**原文摘录:**

----

DeepSeek R1蒸馏小模型本地部署测试前言 DeepSeek最近真的太火了，看了几篇教学都是用的ollama运行的

前言

DeepSeek最近真的太火了，看了几篇教学都是用的ollama运行的demo，这篇笔记通过Python+HuggingFace运行跑一个demo。

第一次跑本地跑大模型，大佬勿喷哈。

安装依赖

pip install torch transformers accelerate uvicorn fastapi python-multipart huggingface_hub

下载模型

这里下载的是1.5B模型，其他可以参考：huggingface.co/deepseek-ai…

from huggingface_hub import snapshot_download

# 设置模型名称
model_id = "deepseek-ai/DeepSeek-R1-Distill-Qwen-1.5B"

# 下载模型到本地目录
local_dir = "./models/DeepSeek-R1-Distill-Qwen-1.5B"
snapshot_download(
    repo_id=model_id,
    local_dir=local_dir,
    revision="main",           # 模型版本（默认 main）
    resume_download=True,      # 断点续传
    local_dir_use_symlinks=False  # 直接复制文件，而非创建符号链接
)

print(f"模型已下载到：{local_dir}")

通过python运行，即可下载到本地。

效果

有时候回答会比较飘，加些限制会好很多。

代码

代码分为两块，一个前端文件，一个后端文件:

main.py
frontend.html

后端main.py

from fastapi import FastAPI, Request
from fastapi.responses import JSONResponse
from fastapi.responses import HTMLResponse
from fastapi.staticfiles import StaticFiles
from transformers import AutoTokenizer, AutoModelForCausalLM
import torch

app = FastAPI()

# 模型名称
model_name = "./models/DeepSeek-R1-Distill-Qwen-1.5B"

# 加载模型和分词器
tokenizer = AutoTokenizer.from_pretrained(model_name)
model = AutoModelForCausalLM.from_pretrained(
    model_name,
    device_map="auto",          # 自动分配 GPU/CPU
    torch_dtype=torch.float16,  # 半精度推理（显存需求更低）
    trust_remote_code=True      # 信任自定义代码（如果模型需要）
)


# 提供静态文件（HTML/CSS/JS）
app.mount("/static", StaticFiles(directory="."), name="static")

# 返回前端页面
@app.get("/", response_class=HTMLResponse)
async def index():
    with open("frontend.html", "r", encoding="utf-8") as f:
        return f.read()

@app.post("/generate")
async def generate_text(request: Request):
    data = await request.json()
    prompt = data.get("prompt", "")
    max_length = 2048

    # 生成文本
    inputs = tokenizer(prompt, return_tensors="pt").to(model.device)
    outputs = model.generate(
        **inputs,
        max_length=max_length,
        do_sample=True,
        temperature=0.7
    )
    generated_text = tokenizer.decode(outputs[0], skip_special_tokens=True)

    return JSONResponse({"generated_text": generated_text})

if __name__ == "__main__":
    import uvicorn
    uvicorn.run(app, host="0.0.0.0", port=8000)

----

**给定材料:**
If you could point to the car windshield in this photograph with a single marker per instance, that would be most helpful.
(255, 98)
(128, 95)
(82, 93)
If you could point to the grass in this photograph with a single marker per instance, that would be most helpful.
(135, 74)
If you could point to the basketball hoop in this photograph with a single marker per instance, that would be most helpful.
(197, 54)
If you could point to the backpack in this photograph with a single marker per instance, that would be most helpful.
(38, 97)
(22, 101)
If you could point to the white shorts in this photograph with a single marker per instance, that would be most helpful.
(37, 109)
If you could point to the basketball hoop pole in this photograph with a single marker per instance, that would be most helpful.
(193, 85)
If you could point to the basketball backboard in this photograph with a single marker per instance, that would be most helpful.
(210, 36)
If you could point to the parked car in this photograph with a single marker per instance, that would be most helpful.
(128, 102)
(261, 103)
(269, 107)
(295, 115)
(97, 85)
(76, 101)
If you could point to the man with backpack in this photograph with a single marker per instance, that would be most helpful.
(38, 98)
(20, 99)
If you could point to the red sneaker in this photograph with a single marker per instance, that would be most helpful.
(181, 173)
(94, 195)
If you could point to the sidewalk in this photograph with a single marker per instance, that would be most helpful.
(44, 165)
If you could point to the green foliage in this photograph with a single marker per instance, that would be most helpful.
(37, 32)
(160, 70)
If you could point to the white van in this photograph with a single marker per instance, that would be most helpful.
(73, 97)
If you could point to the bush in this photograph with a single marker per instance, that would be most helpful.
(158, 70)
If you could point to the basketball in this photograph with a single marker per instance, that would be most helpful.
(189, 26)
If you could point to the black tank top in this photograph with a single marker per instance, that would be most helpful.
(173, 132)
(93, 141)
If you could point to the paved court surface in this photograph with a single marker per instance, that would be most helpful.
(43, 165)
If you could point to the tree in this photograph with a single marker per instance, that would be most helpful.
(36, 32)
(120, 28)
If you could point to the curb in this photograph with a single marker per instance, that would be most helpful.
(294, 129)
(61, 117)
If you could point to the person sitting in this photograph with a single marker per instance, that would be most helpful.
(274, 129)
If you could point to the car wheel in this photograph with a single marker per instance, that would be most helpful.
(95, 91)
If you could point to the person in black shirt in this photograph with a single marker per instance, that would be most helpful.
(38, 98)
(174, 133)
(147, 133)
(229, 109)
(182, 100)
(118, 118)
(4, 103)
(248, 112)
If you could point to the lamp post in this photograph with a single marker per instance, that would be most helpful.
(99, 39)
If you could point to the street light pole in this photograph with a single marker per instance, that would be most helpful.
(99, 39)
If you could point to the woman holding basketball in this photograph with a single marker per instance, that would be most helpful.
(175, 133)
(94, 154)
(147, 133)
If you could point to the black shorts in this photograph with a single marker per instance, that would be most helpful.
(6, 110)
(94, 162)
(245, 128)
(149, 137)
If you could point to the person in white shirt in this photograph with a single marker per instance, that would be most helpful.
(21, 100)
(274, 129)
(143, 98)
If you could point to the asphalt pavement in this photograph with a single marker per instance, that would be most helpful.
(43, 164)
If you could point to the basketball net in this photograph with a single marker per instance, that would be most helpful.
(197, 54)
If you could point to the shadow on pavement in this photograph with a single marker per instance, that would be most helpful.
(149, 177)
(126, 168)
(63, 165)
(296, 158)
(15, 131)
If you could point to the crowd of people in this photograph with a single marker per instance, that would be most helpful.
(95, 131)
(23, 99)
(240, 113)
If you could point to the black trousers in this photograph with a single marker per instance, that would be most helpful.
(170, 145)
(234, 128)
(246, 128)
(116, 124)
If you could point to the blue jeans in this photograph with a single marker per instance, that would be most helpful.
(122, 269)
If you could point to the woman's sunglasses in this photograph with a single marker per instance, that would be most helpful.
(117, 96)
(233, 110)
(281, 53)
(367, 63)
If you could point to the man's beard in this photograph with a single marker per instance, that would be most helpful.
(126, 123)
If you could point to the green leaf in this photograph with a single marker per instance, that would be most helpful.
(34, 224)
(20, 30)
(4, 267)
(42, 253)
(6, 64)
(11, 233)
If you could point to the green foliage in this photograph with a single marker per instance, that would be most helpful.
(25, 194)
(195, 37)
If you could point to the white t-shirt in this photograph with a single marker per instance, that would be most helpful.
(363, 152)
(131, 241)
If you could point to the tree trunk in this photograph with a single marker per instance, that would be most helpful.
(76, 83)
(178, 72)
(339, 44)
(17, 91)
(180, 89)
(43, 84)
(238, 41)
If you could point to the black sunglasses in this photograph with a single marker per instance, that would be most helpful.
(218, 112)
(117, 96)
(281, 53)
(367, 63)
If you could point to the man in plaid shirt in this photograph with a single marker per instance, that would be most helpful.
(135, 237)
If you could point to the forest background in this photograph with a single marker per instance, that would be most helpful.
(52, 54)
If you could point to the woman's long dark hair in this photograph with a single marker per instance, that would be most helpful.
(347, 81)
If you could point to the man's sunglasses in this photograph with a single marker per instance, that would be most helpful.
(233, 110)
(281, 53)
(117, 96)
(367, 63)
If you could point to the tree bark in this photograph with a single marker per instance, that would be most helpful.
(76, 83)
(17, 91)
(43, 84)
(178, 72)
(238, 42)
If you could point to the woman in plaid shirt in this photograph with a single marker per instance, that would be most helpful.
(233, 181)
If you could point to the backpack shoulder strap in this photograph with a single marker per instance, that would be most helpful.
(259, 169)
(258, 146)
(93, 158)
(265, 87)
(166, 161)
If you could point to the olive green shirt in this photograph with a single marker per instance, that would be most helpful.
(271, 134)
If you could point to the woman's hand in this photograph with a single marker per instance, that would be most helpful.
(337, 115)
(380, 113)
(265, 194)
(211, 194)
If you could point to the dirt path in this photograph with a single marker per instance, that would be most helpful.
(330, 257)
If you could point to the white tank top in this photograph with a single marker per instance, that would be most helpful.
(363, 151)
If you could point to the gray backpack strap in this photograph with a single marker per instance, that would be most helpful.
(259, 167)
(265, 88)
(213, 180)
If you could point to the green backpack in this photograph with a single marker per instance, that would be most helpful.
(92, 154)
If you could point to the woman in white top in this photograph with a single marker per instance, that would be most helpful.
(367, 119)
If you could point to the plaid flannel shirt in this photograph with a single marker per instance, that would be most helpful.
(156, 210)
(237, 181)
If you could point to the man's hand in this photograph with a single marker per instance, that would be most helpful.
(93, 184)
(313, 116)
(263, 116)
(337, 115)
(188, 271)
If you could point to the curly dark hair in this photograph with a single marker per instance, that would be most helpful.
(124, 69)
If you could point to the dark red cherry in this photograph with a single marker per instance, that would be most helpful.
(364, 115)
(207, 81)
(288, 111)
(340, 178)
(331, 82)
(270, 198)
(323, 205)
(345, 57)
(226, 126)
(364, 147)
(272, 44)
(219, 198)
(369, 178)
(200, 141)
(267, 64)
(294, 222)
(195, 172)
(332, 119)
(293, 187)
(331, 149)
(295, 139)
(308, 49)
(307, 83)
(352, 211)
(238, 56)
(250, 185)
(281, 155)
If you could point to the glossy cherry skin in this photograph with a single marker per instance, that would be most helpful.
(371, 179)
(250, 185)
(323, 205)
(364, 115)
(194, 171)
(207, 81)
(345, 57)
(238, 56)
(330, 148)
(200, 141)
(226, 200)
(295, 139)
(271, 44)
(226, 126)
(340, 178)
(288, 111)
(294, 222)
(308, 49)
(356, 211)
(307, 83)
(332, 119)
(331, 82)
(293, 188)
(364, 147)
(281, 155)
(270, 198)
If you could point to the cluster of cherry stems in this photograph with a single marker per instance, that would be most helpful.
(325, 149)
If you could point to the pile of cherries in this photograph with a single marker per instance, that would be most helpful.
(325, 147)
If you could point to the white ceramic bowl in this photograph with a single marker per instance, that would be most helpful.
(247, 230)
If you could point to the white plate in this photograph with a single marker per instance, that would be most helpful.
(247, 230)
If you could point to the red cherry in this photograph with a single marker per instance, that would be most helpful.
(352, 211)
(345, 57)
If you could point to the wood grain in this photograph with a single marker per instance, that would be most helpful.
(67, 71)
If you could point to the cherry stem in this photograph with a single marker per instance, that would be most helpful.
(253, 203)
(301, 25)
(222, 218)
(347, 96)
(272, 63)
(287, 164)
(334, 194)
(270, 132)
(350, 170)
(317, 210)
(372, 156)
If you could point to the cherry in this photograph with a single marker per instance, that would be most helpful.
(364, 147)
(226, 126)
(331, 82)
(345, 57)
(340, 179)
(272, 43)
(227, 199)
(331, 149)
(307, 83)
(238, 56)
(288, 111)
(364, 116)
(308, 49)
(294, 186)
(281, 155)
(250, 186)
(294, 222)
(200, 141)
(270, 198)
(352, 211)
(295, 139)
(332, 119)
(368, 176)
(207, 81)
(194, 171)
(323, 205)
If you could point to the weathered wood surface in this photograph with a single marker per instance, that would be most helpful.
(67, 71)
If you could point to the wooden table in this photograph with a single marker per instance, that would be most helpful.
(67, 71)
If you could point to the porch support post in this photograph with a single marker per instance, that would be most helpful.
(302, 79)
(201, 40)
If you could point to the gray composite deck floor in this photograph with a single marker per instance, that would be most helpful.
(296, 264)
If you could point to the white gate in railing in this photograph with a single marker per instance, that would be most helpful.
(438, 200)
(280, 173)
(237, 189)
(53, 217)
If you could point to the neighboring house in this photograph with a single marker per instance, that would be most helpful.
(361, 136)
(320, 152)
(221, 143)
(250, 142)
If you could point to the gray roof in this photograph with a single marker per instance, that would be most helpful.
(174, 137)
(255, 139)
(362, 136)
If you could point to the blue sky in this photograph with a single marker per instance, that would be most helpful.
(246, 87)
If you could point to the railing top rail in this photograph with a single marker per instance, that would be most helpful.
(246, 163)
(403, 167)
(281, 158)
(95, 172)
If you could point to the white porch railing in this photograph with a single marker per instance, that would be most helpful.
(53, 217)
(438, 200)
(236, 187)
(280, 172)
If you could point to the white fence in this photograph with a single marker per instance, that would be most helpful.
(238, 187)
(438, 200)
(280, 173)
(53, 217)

----

**练习任务:**
**a)** 请判断以下说法是否与原文相符。逐条回答“是”或“否”，并原样引用原文中起决定作用的字句。(i) 原文下载的是1.5B模型。(ii) 后端服务运行在8080端口。(iii) 代码分为三个文件。
**b)** 在原文的后端代码中，生成文本时 temperature 被设为多少？
**c)** 请把原文中从“# 下载模型到本地目录”到“通过python运行，即可下载到本地。”的这一段一字不改地照录下来。
这些材料出自另一来源，与原文无关。

**练习答案:**
**a)**
(i) 是。“这里下载的是1.5B模型”
(ii) 否。“uvicorn.run(app, host="0.0.0.0", port=8000)”
(iii) 否。“代码分为两块，一个前端文件，一个后端文件”

**b)** 0.7。

**c)**
# 下载模型到本地目录
local_dir = "./models/DeepSeek-R1-Distill-Qwen-1.5B"
snapshot_download(
    repo_id=model_id,
    local_dir=local_dir,
    revision="main",           # 模型版本（默认 main）
    resume_download=True,      # 断点续传
    local_dir_use_symlinks=False  # 直接复制文件，而非创建符号链接
)

print(f"模型已下载到：{local_dir}")

通过python运行，即可下载到本地。